_AIM OF THE TASK_
Restate word for word the run of lines that begins at the one containing "of the packaged" and ends at the last line of the listing.

_AVAILABLE RECORDS_

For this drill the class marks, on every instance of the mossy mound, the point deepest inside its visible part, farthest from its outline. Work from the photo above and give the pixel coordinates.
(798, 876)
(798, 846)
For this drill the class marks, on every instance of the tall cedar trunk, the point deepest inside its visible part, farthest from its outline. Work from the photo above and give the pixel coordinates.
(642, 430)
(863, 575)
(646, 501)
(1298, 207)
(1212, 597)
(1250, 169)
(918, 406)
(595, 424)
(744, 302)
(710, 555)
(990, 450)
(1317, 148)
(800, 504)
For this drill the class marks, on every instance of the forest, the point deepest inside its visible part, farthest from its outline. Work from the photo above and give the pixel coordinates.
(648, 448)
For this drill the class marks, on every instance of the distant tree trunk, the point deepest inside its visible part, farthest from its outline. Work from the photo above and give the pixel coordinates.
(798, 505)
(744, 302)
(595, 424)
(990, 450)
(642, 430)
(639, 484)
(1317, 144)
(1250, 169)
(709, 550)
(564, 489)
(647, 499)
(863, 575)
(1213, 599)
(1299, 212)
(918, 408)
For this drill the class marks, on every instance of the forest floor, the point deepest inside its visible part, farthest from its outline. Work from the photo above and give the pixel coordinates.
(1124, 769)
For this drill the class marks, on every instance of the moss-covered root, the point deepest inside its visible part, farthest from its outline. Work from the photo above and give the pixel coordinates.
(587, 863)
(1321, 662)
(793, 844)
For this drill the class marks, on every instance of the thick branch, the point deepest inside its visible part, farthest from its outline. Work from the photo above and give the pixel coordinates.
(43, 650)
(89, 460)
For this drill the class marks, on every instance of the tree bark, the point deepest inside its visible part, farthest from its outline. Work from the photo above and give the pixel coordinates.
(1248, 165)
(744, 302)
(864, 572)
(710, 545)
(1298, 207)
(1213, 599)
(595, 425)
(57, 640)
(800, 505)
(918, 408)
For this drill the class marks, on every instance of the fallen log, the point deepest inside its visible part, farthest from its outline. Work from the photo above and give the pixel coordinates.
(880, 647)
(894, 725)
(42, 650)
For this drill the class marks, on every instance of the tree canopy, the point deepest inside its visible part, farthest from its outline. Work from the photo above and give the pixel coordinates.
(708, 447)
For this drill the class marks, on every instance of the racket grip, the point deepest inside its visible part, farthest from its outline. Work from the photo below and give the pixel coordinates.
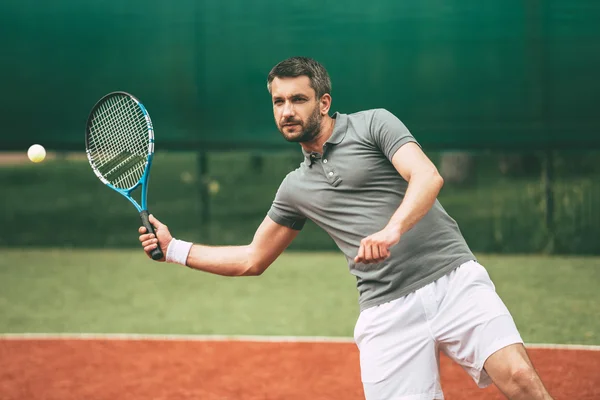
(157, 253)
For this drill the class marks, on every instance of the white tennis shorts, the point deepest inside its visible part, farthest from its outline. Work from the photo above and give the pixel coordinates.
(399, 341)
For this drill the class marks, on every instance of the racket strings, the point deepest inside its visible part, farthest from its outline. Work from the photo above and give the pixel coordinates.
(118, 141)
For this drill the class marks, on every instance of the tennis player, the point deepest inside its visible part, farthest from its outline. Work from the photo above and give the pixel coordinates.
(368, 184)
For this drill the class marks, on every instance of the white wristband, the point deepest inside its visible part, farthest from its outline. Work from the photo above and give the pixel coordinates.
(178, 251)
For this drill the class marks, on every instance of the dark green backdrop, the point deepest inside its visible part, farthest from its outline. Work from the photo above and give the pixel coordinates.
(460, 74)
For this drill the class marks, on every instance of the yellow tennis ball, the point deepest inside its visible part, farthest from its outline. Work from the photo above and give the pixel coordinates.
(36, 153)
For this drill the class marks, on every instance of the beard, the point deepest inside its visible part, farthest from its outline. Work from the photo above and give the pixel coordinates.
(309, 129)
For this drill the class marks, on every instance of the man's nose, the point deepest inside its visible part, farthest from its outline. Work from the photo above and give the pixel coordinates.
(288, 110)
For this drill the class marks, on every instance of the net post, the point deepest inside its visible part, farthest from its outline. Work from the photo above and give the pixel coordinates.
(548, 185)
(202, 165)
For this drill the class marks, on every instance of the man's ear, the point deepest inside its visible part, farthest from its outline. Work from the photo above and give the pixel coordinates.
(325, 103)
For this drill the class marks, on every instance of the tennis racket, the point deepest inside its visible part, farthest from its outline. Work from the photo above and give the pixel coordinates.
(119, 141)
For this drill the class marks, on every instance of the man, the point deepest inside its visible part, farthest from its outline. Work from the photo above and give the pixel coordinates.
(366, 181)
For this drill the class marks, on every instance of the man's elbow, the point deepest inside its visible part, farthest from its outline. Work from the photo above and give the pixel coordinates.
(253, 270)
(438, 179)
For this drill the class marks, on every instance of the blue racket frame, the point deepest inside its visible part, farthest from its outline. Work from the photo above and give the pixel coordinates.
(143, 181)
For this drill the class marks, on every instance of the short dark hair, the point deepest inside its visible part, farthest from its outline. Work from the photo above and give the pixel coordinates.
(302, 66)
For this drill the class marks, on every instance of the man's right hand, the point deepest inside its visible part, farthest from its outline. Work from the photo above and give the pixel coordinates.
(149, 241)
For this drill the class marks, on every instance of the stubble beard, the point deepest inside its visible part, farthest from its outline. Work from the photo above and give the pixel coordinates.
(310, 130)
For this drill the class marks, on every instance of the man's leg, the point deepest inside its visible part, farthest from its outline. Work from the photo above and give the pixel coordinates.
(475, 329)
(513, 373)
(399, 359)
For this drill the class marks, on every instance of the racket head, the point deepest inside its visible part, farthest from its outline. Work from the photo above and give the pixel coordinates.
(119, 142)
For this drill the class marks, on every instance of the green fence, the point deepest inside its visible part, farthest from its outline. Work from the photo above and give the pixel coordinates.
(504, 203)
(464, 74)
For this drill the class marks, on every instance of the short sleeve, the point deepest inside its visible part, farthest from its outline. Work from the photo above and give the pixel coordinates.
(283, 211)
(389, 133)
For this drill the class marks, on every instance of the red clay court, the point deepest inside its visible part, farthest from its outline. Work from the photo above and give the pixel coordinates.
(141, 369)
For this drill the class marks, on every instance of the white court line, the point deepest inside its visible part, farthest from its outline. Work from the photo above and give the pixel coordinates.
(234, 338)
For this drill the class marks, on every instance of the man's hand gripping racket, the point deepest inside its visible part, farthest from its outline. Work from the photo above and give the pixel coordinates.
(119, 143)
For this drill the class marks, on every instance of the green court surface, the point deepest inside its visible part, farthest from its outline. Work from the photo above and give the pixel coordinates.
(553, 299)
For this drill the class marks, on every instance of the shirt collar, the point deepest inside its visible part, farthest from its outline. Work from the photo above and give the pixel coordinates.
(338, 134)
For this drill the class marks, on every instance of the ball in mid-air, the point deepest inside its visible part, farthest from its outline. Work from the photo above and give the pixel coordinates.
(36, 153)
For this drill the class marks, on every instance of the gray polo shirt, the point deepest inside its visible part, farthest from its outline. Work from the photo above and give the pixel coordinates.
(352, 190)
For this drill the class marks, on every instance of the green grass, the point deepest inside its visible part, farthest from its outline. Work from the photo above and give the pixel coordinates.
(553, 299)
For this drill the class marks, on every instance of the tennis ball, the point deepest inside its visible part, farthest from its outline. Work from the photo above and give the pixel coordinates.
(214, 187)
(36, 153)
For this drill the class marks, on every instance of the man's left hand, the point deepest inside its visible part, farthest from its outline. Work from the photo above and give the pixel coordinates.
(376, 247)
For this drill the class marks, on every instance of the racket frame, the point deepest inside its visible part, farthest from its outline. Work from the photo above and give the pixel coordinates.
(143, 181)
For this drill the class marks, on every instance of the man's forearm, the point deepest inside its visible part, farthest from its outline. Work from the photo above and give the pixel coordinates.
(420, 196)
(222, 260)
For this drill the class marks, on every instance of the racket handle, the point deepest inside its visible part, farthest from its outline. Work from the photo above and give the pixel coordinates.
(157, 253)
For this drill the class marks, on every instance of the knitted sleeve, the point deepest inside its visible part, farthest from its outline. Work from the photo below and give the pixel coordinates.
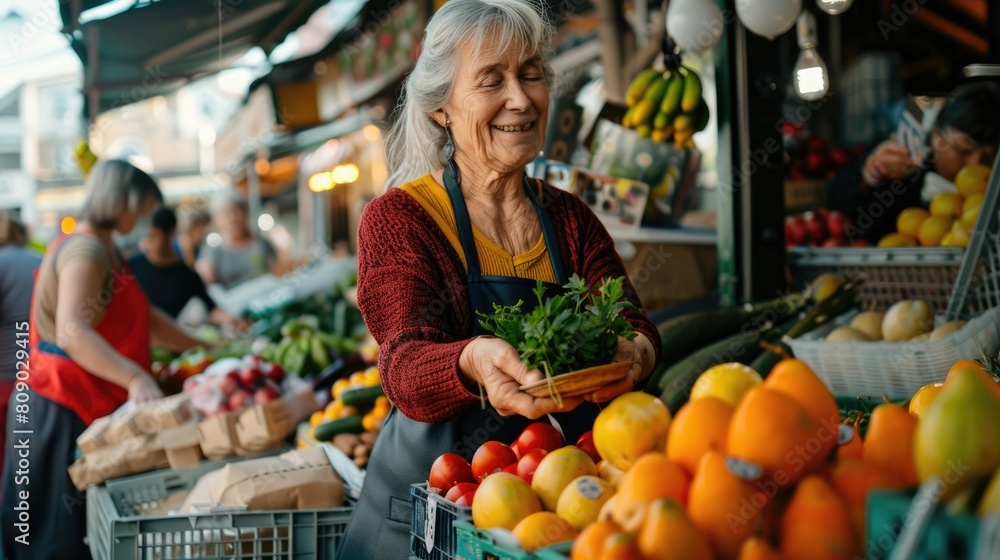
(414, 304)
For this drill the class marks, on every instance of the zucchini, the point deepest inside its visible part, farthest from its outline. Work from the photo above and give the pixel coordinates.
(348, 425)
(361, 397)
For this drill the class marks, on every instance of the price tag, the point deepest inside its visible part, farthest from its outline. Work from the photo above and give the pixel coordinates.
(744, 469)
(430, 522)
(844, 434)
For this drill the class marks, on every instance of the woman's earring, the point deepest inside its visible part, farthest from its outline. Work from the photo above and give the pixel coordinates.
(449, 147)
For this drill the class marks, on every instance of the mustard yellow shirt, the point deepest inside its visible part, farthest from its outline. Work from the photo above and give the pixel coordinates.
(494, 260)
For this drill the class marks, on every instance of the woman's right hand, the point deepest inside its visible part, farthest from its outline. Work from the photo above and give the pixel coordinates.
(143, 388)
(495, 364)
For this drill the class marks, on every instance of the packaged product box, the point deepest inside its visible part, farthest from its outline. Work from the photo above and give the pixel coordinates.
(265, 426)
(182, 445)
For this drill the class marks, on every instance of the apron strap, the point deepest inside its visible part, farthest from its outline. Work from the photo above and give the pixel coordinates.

_OUTPUT FOR THIS TASK_
For this drill the class marks, on every instance of the packaged product box, the point deepest inside its visible part, farthest from its outline. Work from the photo above and give the pixel coordinates.
(265, 426)
(182, 445)
For this drill the class marks, on every instance of the apron strap, the point deepest inside its visible part, farthest from its outline. Work from the photo above and give the pixel coordinates.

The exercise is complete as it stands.